Data excerpts

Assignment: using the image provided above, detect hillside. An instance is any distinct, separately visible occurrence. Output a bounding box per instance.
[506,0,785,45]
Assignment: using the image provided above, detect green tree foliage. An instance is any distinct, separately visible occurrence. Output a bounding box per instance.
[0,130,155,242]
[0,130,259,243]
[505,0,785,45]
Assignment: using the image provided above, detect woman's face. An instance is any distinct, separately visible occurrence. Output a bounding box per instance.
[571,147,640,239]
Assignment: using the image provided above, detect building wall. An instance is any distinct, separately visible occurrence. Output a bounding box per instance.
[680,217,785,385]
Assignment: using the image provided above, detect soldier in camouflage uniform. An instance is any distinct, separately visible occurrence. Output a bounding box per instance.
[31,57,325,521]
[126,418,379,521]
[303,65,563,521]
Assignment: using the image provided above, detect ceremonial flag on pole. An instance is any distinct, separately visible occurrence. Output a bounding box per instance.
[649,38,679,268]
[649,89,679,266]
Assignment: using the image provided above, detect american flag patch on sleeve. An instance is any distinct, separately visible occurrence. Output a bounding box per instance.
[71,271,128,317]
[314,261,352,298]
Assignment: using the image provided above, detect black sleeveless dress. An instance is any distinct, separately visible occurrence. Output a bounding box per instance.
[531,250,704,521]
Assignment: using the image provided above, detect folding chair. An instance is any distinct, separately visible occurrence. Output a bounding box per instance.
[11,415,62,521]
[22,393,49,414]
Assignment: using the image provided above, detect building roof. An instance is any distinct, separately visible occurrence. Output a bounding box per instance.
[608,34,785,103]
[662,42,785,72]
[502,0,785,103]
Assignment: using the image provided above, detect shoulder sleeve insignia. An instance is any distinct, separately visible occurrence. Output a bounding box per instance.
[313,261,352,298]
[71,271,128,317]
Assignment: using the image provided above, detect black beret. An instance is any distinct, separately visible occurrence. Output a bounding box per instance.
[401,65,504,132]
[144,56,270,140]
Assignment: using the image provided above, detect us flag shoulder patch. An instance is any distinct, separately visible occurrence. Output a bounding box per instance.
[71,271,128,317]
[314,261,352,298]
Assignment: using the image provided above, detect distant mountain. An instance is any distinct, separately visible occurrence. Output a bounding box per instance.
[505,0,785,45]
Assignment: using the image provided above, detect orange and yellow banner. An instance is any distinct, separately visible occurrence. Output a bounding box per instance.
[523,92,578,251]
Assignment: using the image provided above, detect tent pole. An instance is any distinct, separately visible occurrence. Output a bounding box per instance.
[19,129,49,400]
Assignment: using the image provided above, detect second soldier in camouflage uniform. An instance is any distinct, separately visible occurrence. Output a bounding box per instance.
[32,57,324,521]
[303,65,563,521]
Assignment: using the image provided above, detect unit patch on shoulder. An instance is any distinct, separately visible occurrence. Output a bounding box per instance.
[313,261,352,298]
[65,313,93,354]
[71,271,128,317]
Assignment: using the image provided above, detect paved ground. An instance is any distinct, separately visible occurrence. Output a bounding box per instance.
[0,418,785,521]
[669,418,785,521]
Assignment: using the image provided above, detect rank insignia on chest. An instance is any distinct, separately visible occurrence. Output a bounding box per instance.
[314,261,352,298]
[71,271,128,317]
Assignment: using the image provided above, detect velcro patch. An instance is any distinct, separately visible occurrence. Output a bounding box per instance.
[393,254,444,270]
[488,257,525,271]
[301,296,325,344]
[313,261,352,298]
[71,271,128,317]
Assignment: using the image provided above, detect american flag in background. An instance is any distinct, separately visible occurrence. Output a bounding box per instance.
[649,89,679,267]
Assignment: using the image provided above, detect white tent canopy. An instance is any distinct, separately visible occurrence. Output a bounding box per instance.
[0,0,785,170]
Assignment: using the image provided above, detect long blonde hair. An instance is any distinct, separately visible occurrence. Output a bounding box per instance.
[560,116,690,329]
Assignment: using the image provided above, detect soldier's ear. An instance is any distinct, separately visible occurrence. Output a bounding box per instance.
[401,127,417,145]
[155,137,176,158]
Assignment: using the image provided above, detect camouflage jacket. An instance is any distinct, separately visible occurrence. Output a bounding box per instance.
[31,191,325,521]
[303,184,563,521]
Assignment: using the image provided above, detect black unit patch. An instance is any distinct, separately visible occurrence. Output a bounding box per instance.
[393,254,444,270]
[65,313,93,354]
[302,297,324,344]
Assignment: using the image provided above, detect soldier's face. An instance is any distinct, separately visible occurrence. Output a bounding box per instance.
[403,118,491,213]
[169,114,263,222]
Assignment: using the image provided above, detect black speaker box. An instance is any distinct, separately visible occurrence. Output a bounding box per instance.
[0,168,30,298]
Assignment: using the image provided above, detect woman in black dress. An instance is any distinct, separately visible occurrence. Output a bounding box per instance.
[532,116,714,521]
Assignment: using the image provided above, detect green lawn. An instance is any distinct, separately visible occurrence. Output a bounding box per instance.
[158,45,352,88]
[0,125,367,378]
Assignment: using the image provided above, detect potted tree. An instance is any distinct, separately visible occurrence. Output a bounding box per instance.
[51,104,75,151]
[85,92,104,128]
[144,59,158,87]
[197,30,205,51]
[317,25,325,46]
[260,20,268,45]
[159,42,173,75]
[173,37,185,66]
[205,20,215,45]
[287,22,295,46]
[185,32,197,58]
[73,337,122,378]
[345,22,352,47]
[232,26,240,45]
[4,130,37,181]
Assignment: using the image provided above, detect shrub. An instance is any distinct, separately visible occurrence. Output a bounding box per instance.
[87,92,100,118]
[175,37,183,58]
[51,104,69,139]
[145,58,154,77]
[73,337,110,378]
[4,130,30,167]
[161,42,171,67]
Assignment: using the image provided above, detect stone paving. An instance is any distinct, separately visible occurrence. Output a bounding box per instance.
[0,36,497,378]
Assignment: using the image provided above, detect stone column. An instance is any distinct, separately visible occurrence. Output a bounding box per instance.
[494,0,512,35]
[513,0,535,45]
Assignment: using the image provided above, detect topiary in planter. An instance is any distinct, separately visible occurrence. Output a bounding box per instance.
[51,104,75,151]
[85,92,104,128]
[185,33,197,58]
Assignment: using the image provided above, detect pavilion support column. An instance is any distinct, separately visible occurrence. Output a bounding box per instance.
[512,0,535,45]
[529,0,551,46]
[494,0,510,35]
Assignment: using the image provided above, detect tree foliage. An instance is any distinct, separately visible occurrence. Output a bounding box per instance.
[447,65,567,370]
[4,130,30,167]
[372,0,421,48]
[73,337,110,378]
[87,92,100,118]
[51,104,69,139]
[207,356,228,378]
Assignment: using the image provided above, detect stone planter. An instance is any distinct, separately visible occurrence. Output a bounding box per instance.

Short task
Give these lines as a numbered list, with blank lines left out.

Answer below
1. Assignment: using the image provided above, detect hillside. An instance is any distinct, separately visible occurrence. Output a bounding box per instance.
2. [506,0,785,45]
3. Assignment: using the image provided above, detect green tree foliage. An instance is any distinct, separately visible occurrence. Output a bounding box per instance.
4. [0,130,155,242]
5. [0,130,259,243]
6. [505,0,785,45]
7. Assignment: using the image provided above, detect woman's face. An instance is any distinct, separately visible occurrence. Output a bounding box per instance.
8. [571,147,640,239]
9. Assignment: using the image provided above, detect building wall. An instance is any distinct, separately visible occurrence. Output a bounding box per instance.
10. [680,217,785,385]
11. Assignment: using the image provided above, detect soldier in camouflage uniform. An instance is any distinct, separately visible occurrence. Output a bounding box per instance.
12. [31,57,325,521]
13. [126,418,379,521]
14. [303,65,563,521]
15. Assignment: using the image provided above, detect ceremonial flag on pole. An instance is any distinct, separately visible occurrence. Output a bounding box per instance.
16. [649,38,679,268]
17. [649,89,679,266]
18. Assignment: using the image provided above, detect american flag patch on sleeve. An instance is any distinct, separately visible occurrence. Output a bounding box per instance.
19. [71,271,128,317]
20. [314,261,352,298]
21. Assignment: using the image provided above, detect black sleeveless dress. An instance is any distinct, separately visible occurrence. Output a bounding box per instance.
22. [531,250,704,521]
23. Assignment: using the image provided above, detect folding chair. An instance is any distinct, separately visible occurrence. Output a bounding box per instance.
24. [11,415,62,521]
25. [22,393,49,414]
26. Assignment: using the image provided above, detect building roof. An instance is any distinct, separately visible occurrence. Output a bounding box per instance.
27. [608,34,785,103]
28. [662,42,785,72]
29. [502,0,785,103]
30. Assignment: using the image provided above, detect shoulder sleeve insignia. An instance is any distinct, separately visible occurrence. Output a bounding box per instance.
31. [313,261,352,298]
32. [71,271,128,317]
33. Assignment: using the image provided above, detect black beret. An instance is any distinct, separately visible occurrence. Output a bounding box per instance.
34. [401,65,504,132]
35. [144,56,270,140]
36. Assignment: using the image provided above, detect us flag shoulder patch. An instance is any distinct, separately visible occurrence. Output a bounding box per instance.
37. [71,271,128,317]
38. [314,261,352,298]
39. Assignment: using the image provided above, detect distant mountain. An instance is any distinct, separately visible occurrence. Output a bounding box per instance.
40. [505,0,785,45]
41. Assignment: using the image provided above, detect orange and yellow banner. An instance is any distinct, separately visible occurrence. Output a bounding box per instance.
42. [523,92,578,251]
43. Assignment: using the image provided above, detect tent pole. An instance is any distinct, separately visible occurrence. Output a bounding box per instance.
44. [19,129,49,400]
45. Assignment: using the image provided above, detect second soldier in camouflage uniform. An instance is any distinct, separately visible occurrence. Output a bounding box per instance.
46. [32,57,324,521]
47. [303,65,563,521]
48. Assignment: using the image provided above, detect unit patch on shoulder. An instance is any distinct, separately visible occurrence. Output a bounding box per instance.
49. [313,261,352,298]
50. [65,313,93,354]
51. [71,271,128,317]
52. Assignment: using the image provided above, detect paved ground. An instance is any distinct, separately visible occurrence. Output a bounding box per instance.
53. [0,418,785,521]
54. [669,418,785,521]
55. Assignment: using the image provided above, detect rank insignia on chest. An instance is any distinct, separately visible occurrence. Output a bounding box per instance.
56. [314,261,352,298]
57. [71,271,128,317]
58. Assignment: using the image provided above, detect velcro patch. An instance is any distinct, separately visible occurrence. Output a bounding box per instance.
59. [393,254,444,270]
60. [488,257,525,271]
61. [301,296,325,344]
62. [313,261,352,298]
63. [71,271,128,317]
64. Assignment: using the image provided above, detect american flag in background. An instance is any distinct, separately visible occurrence. Output a bounding box per instance.
65. [649,89,679,267]
66. Assignment: using the image provided above, detect white tent canopy. An instance is any distinct, separately visible occurrence. Output a bounding box per instance.
67. [0,0,785,170]
68. Assignment: using the image provided above, detect long blonde hair. An instance is any distinct, separately visible occurrence. Output a bounding box per instance.
69. [560,116,690,329]
70. Assignment: using the image provided above, detect soldier's ear. An instance is any distinct, separately visible occurrence. Output a bounding box per instance.
71. [401,127,417,145]
72. [155,137,176,158]
73. Assignment: using the image provided above, detect camouflage jacket. An instance is any distinct, separately visible occurrence. Output a bounding box per instance.
74. [31,191,325,521]
75. [303,184,563,521]
76. Assignment: using the image provided above, detect black unit patch. An instance is any distinct, separately visible occurrence. Output a bounding box per instance.
77. [393,254,444,270]
78. [65,313,93,354]
79. [302,297,324,344]
80. Assignment: using the image provided above, detect soldier's face. An instance is any distinct, separately visible occurrence. Output a bounding box per instance.
81. [403,118,491,213]
82. [169,114,263,222]
83. Assignment: using the image provided above, detect black speaker box. An instance is any distinct, separately visible occurrence. Output a bounding box per instance.
84. [0,168,30,298]
85. Assignment: using the image provided above, detect woman in black dress. An instance is any distinct, separately visible occurrence. Output a bounding box per instance.
86. [532,116,714,521]
87. Assignment: using the image provided above, detect green lawn. An instance is any distinct, separately visible occurrence. Output a bounding box per instance.
88. [158,45,352,88]
89. [0,125,367,378]
90. Assignment: using the image provided above, detect potted tree. An instance is any distinct, separately visible occurrence. Output a bounding box per instance.
91. [51,104,75,151]
92. [85,92,104,128]
93. [144,59,158,87]
94. [197,30,205,51]
95. [317,25,325,46]
96. [260,20,268,45]
97. [159,42,173,75]
98. [173,37,185,66]
99. [205,20,215,45]
100. [287,22,295,46]
101. [185,32,197,58]
102. [73,337,122,378]
103. [345,22,352,47]
104. [232,26,240,45]
105. [4,130,37,181]
106. Assignment: using the image provided above, detect shrub. An instance is any distinct, separately visible occurrence. Output a bounding box per instance.
107. [87,92,100,118]
108. [175,37,183,58]
109. [51,104,69,139]
110. [145,58,154,77]
111. [73,337,110,378]
112. [4,130,30,167]
113. [161,42,171,67]
114. Assignment: using the image provided above, detect stone paving. An instance is any distinct, separately visible occurrence. Output a bounding box per instance.
115. [0,36,497,378]
116. Assignment: using the image provided above, detect stone column. An instance is any distinct, separately visible occurrence. Output a bounding box per instance.
117. [494,0,512,35]
118. [513,0,535,45]
119. Assignment: using the image provided above, detect topiary in planter. An instance is any distinct, separately visible occurrence. Output a bounding box per instance.
120. [51,104,75,151]
121. [85,92,104,128]
122. [185,33,197,58]
123. Assignment: using the image provided above, detect pavilion support column. An instance is any distinct, separately visible occurrence. Output a bounding box per instance.
124. [512,0,535,45]
125. [529,0,551,46]
126. [494,0,510,35]
127. Assignment: using the image provided above, detect tree foliage. An instance is any distinct, separately visible occurrence. Output a bounding box per instance.
128. [447,65,567,370]
129. [4,130,30,167]
130. [372,0,421,48]
131. [73,337,110,378]
132. [87,92,100,118]
133. [51,104,69,139]
134. [207,356,228,378]
135. Assignment: using the image provided above, detect stone planter. An instance is any distinct, separately visible occurrence. Output a bounding box per instance.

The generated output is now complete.